** begin EXCERPTED PASSAGE **
Just gonna give a big pimp out to Duotrope, it's basically a big ass database of markets for about five bucks a month. They also have some usability options which are pretty helpful, but I've pretty much ignored all of them because (again) terrible at organization. Whenever I do a sim submission for a story, I just chose a couple at random from the database. I've had mixed results.
 

DD

Member
Guys, I have a problem. I've written 70 pages until now. I've started some books before, only to let them die, thinking that they're not good enough. Then I made some short stories just to practice, and them I came up with a story that I believe it's worth trying. I refuse to give up on this one, because If I don't finish this project, I'll probably feel like shit (more than I already feel everyday :p). So... I'm refusing to giving up. I believe that the story is good, but my writing is bad, but that I can fix with a lot of practice, and reading good stuff. My main problem now is: I don't have a main character. The story is told by different points of view, following different characters, and they are all chasing this little girl. This girl is the most important character in the story, yes, but she knows nothing (on about how to act, who she is, what she wants, who to trust, what to do...). She's just a girl that appeared out from nothing in the middle of Tokyo, knowing absolutely nothing about nothing, an the story goes on with everyone trying to get their hands on her.

Yeah, she is the main character, but the story follows the path mostly of other characters, so I can't see people sympathizing with her, because her mind is confused and empty, and specially because she makes some weird and bad stuff like hurting a cop, for an example, and the story follows more the secondary characters. Do you guys have any hint on how to solve this problem? ;(
 

Mike M

Nick N
Guys, I have a problem. I've written 70 pages until now. I've started some books before, only to let them die, thinking that they're not good enough. Then I made some short stories just to practice, and them I came up with a story that I believe it's worth trying. I refuse to give up on this one, because If I don't finish this project, I'll probably feel like shit (more than I already feel everyday :p). So... I'm refusing to giving up. I believe that the story is good, but my writing is bad, but that I can fix with a lot of practice, and reading good stuff. My main problem now is: I don't have a main character. The story is told by different points of view, following different characters, and they are all chasing this little girl. This girl is the most important character in the story, yes, but she knows nothing (on about how to act, who she is, what she wants, who to trust, what to do...). She's just a girl that appeared out from nothing in the middle of Tokyo, knowing absolutely nothing about nothing, an the story goes on with everyone trying to get their hands on her.
** end EXCERPTED PASSAGE **
** begin GIVEN ENTRIES **
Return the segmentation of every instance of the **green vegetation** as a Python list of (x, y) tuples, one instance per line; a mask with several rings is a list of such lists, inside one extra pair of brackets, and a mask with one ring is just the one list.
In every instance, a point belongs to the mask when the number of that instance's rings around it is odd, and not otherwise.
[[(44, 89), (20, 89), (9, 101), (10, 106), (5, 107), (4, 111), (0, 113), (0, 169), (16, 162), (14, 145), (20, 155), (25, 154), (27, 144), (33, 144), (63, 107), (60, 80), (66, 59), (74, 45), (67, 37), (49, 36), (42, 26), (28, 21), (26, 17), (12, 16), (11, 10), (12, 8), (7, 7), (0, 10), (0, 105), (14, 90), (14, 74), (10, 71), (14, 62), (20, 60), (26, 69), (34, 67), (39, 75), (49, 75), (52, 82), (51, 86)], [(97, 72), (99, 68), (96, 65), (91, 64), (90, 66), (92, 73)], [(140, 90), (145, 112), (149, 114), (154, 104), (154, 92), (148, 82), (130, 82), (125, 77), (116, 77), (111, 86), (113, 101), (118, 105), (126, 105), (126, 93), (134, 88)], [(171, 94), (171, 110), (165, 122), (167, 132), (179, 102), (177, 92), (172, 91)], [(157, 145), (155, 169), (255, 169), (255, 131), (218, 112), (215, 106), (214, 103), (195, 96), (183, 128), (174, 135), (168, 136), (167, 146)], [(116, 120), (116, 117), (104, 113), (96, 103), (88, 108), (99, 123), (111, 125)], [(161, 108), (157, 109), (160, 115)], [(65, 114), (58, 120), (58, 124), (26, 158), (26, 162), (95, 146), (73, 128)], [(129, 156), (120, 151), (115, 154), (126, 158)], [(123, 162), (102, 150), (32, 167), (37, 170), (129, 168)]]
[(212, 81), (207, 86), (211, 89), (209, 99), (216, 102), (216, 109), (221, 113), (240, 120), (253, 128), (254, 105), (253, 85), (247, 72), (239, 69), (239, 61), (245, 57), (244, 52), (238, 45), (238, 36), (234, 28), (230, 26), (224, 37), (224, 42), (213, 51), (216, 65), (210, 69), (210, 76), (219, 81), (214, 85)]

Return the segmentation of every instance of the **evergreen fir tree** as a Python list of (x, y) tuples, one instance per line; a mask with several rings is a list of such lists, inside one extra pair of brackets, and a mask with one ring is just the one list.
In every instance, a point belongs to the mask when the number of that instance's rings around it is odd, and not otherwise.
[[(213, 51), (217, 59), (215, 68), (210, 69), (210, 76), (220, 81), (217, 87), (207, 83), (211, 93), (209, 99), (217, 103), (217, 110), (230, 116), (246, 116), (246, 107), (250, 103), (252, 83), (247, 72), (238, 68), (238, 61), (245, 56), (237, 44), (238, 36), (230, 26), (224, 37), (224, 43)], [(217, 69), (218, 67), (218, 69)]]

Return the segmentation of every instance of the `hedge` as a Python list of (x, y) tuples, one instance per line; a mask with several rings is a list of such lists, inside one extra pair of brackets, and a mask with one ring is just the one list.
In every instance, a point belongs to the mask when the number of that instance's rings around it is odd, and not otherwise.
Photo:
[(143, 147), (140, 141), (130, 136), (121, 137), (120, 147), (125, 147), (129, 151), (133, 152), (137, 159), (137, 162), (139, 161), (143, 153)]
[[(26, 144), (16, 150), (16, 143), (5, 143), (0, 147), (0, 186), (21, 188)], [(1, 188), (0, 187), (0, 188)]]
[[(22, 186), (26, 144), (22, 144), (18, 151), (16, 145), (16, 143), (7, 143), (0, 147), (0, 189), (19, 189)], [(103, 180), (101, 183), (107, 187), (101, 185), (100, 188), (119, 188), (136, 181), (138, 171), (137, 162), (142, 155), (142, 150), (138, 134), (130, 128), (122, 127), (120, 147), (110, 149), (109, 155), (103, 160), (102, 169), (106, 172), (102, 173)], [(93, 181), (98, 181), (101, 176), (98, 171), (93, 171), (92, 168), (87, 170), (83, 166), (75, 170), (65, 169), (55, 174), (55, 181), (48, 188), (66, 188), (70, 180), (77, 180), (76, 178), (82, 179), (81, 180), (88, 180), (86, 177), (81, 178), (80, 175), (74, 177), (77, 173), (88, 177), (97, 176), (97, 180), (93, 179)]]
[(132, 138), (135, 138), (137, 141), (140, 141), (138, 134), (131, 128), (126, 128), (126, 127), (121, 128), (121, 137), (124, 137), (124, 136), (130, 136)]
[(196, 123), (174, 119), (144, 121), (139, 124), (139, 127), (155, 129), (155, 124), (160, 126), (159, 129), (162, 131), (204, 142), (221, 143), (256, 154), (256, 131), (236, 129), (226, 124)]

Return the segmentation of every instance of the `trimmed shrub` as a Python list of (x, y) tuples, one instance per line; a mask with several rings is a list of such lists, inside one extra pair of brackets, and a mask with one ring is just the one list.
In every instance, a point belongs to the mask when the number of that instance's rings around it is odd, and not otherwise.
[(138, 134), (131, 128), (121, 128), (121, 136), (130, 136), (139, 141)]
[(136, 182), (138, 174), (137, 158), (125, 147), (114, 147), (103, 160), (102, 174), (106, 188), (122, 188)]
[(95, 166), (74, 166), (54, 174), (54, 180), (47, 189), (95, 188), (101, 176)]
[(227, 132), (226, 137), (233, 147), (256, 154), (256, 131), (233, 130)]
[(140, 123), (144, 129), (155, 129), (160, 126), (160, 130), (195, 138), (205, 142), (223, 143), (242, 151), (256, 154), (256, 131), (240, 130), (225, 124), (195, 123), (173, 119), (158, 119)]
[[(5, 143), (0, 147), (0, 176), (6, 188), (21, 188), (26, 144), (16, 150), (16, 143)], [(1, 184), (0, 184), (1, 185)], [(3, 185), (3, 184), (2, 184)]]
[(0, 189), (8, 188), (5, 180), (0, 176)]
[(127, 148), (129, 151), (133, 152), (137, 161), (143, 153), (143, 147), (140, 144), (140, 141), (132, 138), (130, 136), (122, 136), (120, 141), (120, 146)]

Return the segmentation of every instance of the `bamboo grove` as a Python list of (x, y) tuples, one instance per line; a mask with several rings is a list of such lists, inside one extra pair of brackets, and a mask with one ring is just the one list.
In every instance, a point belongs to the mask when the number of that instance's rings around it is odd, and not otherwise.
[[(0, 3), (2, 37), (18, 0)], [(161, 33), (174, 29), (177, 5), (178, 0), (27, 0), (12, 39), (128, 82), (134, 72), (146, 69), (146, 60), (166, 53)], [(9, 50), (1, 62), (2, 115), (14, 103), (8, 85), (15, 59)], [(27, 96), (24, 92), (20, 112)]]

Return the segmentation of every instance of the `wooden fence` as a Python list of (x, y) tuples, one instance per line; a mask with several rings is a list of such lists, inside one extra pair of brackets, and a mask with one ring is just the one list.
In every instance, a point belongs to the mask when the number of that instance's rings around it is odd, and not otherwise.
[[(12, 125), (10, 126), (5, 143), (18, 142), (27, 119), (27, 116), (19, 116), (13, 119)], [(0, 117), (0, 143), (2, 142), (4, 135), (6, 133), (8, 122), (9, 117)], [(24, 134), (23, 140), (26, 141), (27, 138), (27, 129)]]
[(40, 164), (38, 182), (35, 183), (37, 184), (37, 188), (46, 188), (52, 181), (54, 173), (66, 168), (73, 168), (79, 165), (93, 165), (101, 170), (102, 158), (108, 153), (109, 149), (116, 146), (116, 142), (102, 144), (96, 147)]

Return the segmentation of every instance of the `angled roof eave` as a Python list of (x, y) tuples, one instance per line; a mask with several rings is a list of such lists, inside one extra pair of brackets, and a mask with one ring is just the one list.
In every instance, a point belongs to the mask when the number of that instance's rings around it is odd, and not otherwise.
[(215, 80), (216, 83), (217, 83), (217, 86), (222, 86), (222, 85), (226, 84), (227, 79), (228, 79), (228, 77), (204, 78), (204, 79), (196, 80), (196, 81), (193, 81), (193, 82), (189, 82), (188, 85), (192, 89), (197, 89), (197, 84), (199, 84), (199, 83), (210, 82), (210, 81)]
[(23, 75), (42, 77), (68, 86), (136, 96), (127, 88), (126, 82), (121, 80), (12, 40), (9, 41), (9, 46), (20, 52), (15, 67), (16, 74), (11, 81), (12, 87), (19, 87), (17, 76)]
** end GIVEN ENTRIES **
**WHAT IS ASKED:**
Retype the stretch of the writing forum thread from "Just gonna give" through "had mixed results.". The material isn't needed for this.

**RESULT BELOW:**
Just gonna give a big pimp out to Duotrope, it's basically a big ass database of markets for about five bucks a month. They also have some usability options which are pretty helpful, but I've pretty much ignored all of them because (again) terrible at organization. Whenever I do a sim submission for a story, I just chose a couple at random from the database. I've had mixed results.